** start of Supplied entries **

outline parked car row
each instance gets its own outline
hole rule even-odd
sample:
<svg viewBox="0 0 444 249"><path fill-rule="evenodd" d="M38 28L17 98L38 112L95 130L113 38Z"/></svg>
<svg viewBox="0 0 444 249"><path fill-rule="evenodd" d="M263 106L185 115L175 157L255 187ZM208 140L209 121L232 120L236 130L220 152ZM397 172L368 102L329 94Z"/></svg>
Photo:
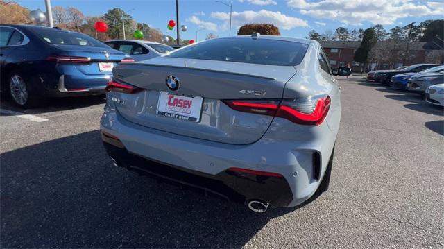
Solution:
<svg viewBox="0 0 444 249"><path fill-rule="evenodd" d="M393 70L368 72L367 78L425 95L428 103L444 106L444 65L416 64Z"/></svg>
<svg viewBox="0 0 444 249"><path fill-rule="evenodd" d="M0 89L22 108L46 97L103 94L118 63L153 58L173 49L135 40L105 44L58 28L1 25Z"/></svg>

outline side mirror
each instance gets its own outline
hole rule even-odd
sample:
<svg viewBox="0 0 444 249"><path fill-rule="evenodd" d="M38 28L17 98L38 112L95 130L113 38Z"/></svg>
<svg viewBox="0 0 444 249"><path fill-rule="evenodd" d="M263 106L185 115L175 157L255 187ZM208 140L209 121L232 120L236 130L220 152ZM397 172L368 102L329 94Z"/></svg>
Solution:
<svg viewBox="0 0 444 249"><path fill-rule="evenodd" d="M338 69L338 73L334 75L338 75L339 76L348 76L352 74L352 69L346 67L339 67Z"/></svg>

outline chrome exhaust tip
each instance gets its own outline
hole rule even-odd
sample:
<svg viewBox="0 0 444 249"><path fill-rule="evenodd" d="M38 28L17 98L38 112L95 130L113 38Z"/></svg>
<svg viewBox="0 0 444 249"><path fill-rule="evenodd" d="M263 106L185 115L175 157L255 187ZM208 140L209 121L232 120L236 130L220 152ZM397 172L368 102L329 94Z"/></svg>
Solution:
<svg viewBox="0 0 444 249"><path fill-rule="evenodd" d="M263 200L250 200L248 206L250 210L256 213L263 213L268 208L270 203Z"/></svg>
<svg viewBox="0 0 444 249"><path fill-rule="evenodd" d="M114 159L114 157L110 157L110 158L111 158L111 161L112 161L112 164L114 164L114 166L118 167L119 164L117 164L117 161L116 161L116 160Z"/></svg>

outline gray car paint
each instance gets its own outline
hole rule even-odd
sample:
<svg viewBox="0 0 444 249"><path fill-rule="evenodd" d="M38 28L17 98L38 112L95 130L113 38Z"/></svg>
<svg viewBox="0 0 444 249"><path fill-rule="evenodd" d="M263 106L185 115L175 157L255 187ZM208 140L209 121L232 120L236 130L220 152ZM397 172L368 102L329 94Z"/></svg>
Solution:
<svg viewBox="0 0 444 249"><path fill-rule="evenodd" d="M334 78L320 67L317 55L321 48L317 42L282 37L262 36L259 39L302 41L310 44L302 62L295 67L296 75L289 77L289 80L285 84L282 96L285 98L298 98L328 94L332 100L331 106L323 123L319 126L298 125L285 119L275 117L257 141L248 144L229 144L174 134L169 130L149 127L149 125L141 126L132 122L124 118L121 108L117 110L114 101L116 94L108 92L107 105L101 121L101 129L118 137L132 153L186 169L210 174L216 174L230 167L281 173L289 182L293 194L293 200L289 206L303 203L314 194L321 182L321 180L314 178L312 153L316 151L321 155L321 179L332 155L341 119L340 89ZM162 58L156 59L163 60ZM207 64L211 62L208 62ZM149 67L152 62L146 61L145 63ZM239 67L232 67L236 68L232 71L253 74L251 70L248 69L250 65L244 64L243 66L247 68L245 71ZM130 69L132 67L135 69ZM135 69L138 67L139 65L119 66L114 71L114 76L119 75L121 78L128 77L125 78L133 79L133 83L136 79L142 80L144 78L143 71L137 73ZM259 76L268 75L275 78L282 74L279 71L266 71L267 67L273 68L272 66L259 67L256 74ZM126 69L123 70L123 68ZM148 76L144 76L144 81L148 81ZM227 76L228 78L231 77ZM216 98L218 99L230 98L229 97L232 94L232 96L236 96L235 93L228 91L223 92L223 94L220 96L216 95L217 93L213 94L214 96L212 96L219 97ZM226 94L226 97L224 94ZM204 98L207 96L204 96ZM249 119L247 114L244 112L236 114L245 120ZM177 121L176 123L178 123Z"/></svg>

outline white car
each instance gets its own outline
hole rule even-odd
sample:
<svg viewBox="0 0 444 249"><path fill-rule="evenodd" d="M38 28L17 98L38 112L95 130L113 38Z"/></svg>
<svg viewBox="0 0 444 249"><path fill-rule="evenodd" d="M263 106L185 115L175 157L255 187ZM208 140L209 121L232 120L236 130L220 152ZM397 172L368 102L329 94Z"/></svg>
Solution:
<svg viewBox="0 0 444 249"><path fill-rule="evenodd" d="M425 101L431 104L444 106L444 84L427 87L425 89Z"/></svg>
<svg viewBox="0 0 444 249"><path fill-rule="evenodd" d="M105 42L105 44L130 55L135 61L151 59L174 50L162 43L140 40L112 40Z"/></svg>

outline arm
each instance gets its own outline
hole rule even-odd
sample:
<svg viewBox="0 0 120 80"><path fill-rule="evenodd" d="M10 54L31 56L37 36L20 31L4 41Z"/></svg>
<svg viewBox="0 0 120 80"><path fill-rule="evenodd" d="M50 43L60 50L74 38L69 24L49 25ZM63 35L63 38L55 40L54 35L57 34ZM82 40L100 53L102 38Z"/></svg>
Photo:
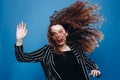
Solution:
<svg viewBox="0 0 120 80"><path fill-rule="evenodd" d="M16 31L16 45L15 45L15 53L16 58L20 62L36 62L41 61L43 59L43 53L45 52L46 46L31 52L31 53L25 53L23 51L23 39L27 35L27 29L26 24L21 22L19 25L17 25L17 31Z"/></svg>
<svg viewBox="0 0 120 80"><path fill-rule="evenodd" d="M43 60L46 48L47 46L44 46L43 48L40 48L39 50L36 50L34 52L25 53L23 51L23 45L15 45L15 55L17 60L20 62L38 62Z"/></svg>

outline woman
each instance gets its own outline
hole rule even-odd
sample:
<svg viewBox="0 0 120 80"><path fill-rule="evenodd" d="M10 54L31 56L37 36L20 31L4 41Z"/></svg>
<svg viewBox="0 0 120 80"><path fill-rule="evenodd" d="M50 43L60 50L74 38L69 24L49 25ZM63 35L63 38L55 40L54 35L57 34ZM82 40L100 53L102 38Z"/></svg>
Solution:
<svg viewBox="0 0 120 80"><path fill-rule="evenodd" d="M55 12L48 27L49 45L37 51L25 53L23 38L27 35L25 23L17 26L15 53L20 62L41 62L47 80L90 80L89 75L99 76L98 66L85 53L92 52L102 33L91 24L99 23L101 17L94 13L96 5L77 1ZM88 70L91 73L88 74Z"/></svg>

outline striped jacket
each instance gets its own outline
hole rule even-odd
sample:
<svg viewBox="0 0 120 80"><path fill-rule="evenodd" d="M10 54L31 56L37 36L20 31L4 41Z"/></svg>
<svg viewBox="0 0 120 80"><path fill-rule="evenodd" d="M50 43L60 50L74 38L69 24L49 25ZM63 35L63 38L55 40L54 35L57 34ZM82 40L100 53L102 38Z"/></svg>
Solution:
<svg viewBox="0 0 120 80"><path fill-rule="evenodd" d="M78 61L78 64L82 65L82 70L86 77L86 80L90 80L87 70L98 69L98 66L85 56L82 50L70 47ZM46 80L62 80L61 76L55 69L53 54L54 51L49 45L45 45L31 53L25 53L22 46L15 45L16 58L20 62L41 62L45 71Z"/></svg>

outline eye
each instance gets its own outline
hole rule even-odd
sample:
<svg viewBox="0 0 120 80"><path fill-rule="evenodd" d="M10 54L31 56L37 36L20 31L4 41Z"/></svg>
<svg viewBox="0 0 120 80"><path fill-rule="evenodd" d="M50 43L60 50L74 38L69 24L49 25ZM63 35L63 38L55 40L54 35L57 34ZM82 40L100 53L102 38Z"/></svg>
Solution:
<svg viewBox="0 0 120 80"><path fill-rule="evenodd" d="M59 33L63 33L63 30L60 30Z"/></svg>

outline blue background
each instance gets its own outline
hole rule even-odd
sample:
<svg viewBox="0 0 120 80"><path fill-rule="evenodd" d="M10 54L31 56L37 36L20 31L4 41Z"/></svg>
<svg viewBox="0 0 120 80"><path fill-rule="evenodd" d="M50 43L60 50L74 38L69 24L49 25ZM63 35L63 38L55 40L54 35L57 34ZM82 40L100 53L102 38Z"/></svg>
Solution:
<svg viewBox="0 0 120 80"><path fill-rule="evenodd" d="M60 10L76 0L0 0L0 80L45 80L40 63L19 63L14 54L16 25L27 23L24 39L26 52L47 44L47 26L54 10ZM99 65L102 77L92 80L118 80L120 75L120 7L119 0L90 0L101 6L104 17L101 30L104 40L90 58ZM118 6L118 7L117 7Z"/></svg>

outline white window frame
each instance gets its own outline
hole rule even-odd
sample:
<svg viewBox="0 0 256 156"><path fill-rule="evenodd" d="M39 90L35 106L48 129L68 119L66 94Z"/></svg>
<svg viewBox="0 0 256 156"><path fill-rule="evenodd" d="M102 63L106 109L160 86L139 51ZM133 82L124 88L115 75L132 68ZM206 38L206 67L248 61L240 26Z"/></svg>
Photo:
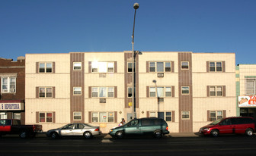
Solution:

** end of Supplied entries **

Could you put the entries, from their first line through the line containing "69L338 73L334 75L338" (both included), into a Markdown table with the columns Row and Line? Skip blank lines and leave the pictures out.

→ **Exercise result**
| Row | Line |
|---|---|
| 1 | outline parked car row |
| 2 | each instance gets its own outline |
| 3 | hole rule even-odd |
| 4 | sample: |
| 5 | <svg viewBox="0 0 444 249"><path fill-rule="evenodd" d="M38 28L17 98L38 112L95 130L113 38Z"/></svg> |
| 6 | <svg viewBox="0 0 444 249"><path fill-rule="evenodd" d="M263 106L185 115L175 157L255 187ZM208 140L209 121L232 120L236 130L220 152ZM397 172L368 102L329 94Z"/></svg> |
| 7 | Photo: |
| 8 | Solution: |
| 9 | <svg viewBox="0 0 444 249"><path fill-rule="evenodd" d="M393 70L368 72L367 78L425 95L428 103L444 106L444 65L416 64Z"/></svg> |
| 10 | <svg viewBox="0 0 444 249"><path fill-rule="evenodd" d="M0 89L22 108L46 97L103 94L118 63L153 58L173 49L135 40L105 44L58 28L1 25Z"/></svg> |
| 11 | outline side mirror |
| 12 | each instance gets its own outline |
| 13 | hole rule even-odd |
| 14 | sample: |
| 15 | <svg viewBox="0 0 444 249"><path fill-rule="evenodd" d="M38 28L17 98L38 112L95 130L113 38Z"/></svg> |
| 16 | <svg viewBox="0 0 444 249"><path fill-rule="evenodd" d="M263 106L185 115L175 157L255 187ZM208 140L209 121L232 120L236 130L220 152ZM397 172L368 102L329 94Z"/></svg> |
| 17 | Solution: |
| 18 | <svg viewBox="0 0 444 249"><path fill-rule="evenodd" d="M338 69L338 73L334 75L338 75L339 76L348 76L352 74L352 69L346 67L339 67Z"/></svg> |